▶ TASK INPUTS
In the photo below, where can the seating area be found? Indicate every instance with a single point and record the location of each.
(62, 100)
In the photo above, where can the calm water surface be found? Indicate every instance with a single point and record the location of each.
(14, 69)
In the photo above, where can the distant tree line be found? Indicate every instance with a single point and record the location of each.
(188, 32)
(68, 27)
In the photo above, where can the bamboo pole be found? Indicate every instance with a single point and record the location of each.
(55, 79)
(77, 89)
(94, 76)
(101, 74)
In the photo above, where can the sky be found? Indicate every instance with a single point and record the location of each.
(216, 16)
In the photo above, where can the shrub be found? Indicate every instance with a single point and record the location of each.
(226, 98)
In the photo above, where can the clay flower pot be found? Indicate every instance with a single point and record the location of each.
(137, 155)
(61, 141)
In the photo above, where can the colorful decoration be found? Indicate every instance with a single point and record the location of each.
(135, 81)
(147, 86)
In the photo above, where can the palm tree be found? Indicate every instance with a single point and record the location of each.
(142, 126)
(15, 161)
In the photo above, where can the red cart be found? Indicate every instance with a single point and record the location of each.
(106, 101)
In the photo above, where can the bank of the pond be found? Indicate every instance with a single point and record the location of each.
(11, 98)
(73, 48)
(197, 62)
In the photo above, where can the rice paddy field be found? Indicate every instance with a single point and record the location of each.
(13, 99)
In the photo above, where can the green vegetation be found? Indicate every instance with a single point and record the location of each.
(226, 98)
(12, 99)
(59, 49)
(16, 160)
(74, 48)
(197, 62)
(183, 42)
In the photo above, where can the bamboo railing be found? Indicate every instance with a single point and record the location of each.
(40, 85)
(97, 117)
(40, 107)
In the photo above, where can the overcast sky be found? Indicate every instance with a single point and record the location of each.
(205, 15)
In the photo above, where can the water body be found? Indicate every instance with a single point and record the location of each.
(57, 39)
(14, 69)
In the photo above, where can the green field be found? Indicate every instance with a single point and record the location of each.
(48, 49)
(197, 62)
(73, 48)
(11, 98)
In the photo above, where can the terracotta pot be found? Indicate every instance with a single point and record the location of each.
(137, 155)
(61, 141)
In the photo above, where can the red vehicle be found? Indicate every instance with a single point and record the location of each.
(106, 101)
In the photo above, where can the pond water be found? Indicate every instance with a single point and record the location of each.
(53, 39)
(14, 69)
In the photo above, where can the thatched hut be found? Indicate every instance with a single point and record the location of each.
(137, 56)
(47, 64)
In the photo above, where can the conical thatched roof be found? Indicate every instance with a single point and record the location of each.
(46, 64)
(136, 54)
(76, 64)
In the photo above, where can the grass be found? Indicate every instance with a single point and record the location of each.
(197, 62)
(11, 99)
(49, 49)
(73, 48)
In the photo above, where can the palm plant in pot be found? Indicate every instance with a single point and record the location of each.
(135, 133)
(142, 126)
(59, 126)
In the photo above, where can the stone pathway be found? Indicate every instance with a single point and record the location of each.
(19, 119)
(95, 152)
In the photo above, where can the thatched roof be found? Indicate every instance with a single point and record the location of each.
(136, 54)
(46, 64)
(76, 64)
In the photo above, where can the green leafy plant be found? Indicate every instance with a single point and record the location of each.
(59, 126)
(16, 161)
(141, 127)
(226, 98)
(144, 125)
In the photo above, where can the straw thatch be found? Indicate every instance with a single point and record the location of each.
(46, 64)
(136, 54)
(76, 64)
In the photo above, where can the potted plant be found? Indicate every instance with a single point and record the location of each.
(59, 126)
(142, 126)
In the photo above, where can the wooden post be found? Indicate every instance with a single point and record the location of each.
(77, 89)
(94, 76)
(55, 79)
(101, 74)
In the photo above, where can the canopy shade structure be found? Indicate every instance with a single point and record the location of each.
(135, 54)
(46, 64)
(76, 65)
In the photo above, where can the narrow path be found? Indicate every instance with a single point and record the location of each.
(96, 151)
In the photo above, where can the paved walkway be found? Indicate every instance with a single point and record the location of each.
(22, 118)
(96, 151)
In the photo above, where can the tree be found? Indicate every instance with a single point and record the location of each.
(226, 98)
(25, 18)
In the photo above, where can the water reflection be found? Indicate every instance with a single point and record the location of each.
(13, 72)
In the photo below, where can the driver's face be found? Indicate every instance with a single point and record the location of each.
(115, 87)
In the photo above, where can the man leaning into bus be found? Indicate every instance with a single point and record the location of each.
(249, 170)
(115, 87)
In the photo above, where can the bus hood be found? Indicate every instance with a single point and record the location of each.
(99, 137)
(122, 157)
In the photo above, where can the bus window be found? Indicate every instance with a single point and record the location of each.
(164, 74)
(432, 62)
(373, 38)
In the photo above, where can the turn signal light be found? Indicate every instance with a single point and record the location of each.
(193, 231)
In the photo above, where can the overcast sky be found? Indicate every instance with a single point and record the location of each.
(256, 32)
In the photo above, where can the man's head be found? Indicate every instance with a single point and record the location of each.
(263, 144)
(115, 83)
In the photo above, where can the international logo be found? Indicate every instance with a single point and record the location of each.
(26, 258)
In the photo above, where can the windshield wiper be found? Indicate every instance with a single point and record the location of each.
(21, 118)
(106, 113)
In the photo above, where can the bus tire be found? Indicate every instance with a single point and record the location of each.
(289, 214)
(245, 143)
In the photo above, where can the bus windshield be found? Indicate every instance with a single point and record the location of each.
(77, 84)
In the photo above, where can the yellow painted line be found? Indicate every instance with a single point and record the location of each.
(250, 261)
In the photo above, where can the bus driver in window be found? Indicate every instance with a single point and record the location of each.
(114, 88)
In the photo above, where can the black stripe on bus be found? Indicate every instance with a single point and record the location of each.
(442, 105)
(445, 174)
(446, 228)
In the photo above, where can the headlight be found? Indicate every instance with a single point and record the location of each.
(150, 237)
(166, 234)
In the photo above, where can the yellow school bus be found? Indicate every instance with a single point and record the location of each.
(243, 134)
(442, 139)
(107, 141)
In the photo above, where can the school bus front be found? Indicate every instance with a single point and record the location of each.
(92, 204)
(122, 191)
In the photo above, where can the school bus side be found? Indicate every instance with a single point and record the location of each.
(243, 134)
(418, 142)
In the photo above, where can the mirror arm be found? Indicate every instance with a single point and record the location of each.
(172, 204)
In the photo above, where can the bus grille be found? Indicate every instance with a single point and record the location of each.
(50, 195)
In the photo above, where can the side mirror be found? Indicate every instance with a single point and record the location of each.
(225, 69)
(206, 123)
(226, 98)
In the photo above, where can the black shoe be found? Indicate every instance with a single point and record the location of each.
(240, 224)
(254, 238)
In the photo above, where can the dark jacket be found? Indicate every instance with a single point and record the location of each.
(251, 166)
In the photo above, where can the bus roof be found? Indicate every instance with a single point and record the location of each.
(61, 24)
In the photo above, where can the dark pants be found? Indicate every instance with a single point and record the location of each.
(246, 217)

▶ EXERCISE
Extract the listing in its entirety and repeat it exactly.

▶ WRITTEN SOLUTION
In the photo below, where can the seating area be found? Indicate every instance with a single point and record the location of each.
(62, 100)
In the photo above, where can the calm water surface be found? Indicate every instance with a single point and record the location of each.
(14, 69)
In the photo above, where can the distant tree line be found? Indicate every instance with a single point and record the location of each.
(188, 32)
(68, 27)
In the photo above, where can the bamboo pole be found? Indicate every instance with a single point and record the location of each.
(55, 79)
(77, 89)
(94, 76)
(101, 74)
In the photo above, where can the sky be found? Indicate every instance with a single point and record the location of each.
(216, 16)
In the photo above, where can the shrub be found? Indicate every instance with a single point and record the location of each.
(226, 98)
In the photo above, where can the clay flower pot be found? Indicate every instance with a single point and record the location of each.
(137, 155)
(61, 141)
In the photo above, where can the colorful decoration be found? Indicate every instance with a single point and record the location of each.
(135, 81)
(147, 86)
In the photo above, where can the palm tree be found? Indicate every instance with a single point and record the location of each.
(142, 126)
(15, 161)
In the photo above, where can the red cart be found? Indicate every instance with a single point and record the location of each.
(106, 101)
In the photo above, where can the bank of the pond be found? Indicate every instance with a single point and record the location of each.
(11, 98)
(73, 48)
(197, 62)
In the photo above, where can the rice paddy field be found? Indicate every instance with a single point and record the location of each.
(13, 99)
In the photo above, where can the green vegetation be found? Indicate every instance with a single point and record the location of each.
(226, 98)
(12, 99)
(59, 49)
(16, 160)
(74, 48)
(197, 62)
(183, 42)
In the photo above, where can the bamboo railing be found? Indicate every instance with a single point and record the location of each.
(40, 85)
(97, 117)
(40, 107)
In the photo above, where can the overcast sky be found? Indicate every instance with a single point and record the location of each.
(205, 15)
In the photo above, where can the water body be found? Indicate every instance with a single point and record the location of each.
(57, 39)
(14, 69)
In the photo above, where can the green field be found? Indicate every instance with a single point and record the location of each.
(48, 49)
(197, 62)
(73, 48)
(11, 98)
In the photo above, where can the terracotta pot be found? Indicate every instance with a single point and record the location of each.
(137, 155)
(61, 141)
In the photo above, where can the red vehicle be found? Indicate every instance with a single point and record the location of each.
(106, 101)
In the photo above, where can the pond water be found? Indicate every instance with a single point and record the location of each.
(53, 39)
(14, 69)
In the photo above, where can the thatched hut be found? Indicate every instance with a single point and record the location of each.
(137, 56)
(47, 64)
In the photo above, where can the conical thatched roof be found? Indicate every instance with a single point and record the location of each.
(46, 64)
(136, 54)
(76, 64)
In the photo above, where can the grass be found? Indicate every instance with a single point and record the location of each.
(197, 62)
(11, 99)
(49, 49)
(73, 48)
In the photo above, where can the palm plant in pot be found? Indicate every instance with a single point and record the location of each.
(135, 133)
(142, 126)
(59, 126)
In the photo above, where can the stone pathway be found? Indicate every instance with a single point and record the location of each.
(19, 119)
(95, 152)
In the photo above, where can the thatched roof be found? Indicate every instance with a single point and record the location of each.
(136, 54)
(46, 64)
(76, 64)
In the photo above, where can the green leafy plant be found? Indicate every instance with a single point and record the location of each.
(59, 126)
(16, 161)
(141, 127)
(226, 98)
(144, 125)
In the photo above, where can the straw thatch be found? Indicate every instance with a single point and record the location of each.
(46, 64)
(136, 54)
(76, 64)
In the photo above, where can the potted plant be found? Indicate every instance with a single point and record the location of each.
(59, 126)
(142, 126)
In the photo above, where can the wooden post be found? Indicate every instance with a single point and record the location of each.
(77, 89)
(94, 76)
(55, 79)
(101, 74)
In the photo above, where can the canopy shade structure be found? Indicate every instance with a single point and record the location of each.
(135, 54)
(46, 64)
(76, 65)
In the photo above, where can the narrow path be found? Indicate every instance with a single point and record the location of each.
(96, 151)
In the photo above, where can the paved walkway be found? Indicate every instance with a single point and record the location of each.
(22, 118)
(96, 151)
In the photo above, where can the tree be found? Indicate every instance with a single point and record the location of each.
(226, 98)
(25, 18)
In the photo above, where can the water reflection be found? Indicate every instance with a single point and record the location of each.
(13, 72)
In the photo below, where can the driver's face be found? Indicate every instance with a single point and record the location of each.
(115, 87)
In the photo above, where can the man leaning into bus be found? Indicate every instance with a single point and record the location of each.
(249, 170)
(115, 87)
In the photo above, where can the bus hood be found? Indicate every instance with a single point and record the location of each.
(99, 137)
(122, 157)
In the photo above, where can the bus window be found? Indicate every instance with a single point and record the location of each.
(164, 74)
(432, 62)
(373, 38)
In the photo above, where can the turn signal light be found? Indicate every instance with a single point and record the location of each.
(193, 231)
In the photo above, where can the overcast sky be found? Indicate every instance with a single point and record the location of each.
(256, 32)
In the photo above, where can the man's head be found? Indicate every instance with a single point and record the location of each.
(263, 144)
(115, 83)
In the photo above, where can the international logo be found? Indicate every instance with a single point and record the location of each.
(26, 258)
In the photo above, where can the windshield wiper be found? Indicate every instance with a single point and record the location of each.
(21, 118)
(106, 113)
In the photo above, where can the bus tire be found? Indicate every instance with a single point and record the location of each.
(289, 214)
(245, 143)
In the photo above, where can the bus windshield be found? Indicate every instance with a single point and record the location of each.
(77, 84)
In the photo above, where can the yellow painted line be found? Indicate every instance with a single point and record the location of each.
(250, 261)
In the photo above, where can the bus driver in window be found? Indicate every instance with a single point and record the location of each.
(114, 88)
In the photo above, where can the black stripe on bus be found? Indicate every instance with a single point and record the location of each.
(442, 105)
(445, 174)
(446, 228)
In the photo above, where can the headlight be found? Indicate every instance with a single point and record the location of each.
(150, 237)
(166, 234)
In the photo above, where can the yellow school bus be found? Indicate every instance with a single point and record the location of each.
(243, 134)
(442, 139)
(107, 141)
In the photo above, where can the school bus front be found? Indicate every instance with a single point and record the location of each.
(92, 204)
(122, 191)
In the photo above, where can the school bus side be found? Indicate every instance with a single point and record the location of each.
(243, 134)
(418, 142)
In the photo above, where can the mirror arm be found? Indicate every instance with a single point and record the location of each.
(172, 204)
In the photo above, where can the bus grille be found? Indicate every instance with a single point and record the location of each.
(50, 195)
In the photo above, where can the side mirror be found? Indicate every instance with a single point and record the location of each.
(225, 69)
(206, 123)
(226, 98)
In the photo above, where can the black shoe be found? Indicate every instance with a single point and record the location of each.
(240, 224)
(254, 238)
In the photo above, where can the dark jacket be found? Indicate every instance with a single point and record the location of each.
(251, 166)
In the photo above, where can the bus roof be found? Indicate every instance with a single point and record the location of each.
(61, 24)
In the photo above, where can the dark pants be found? Indicate every instance with a single point and record the location of each.
(246, 217)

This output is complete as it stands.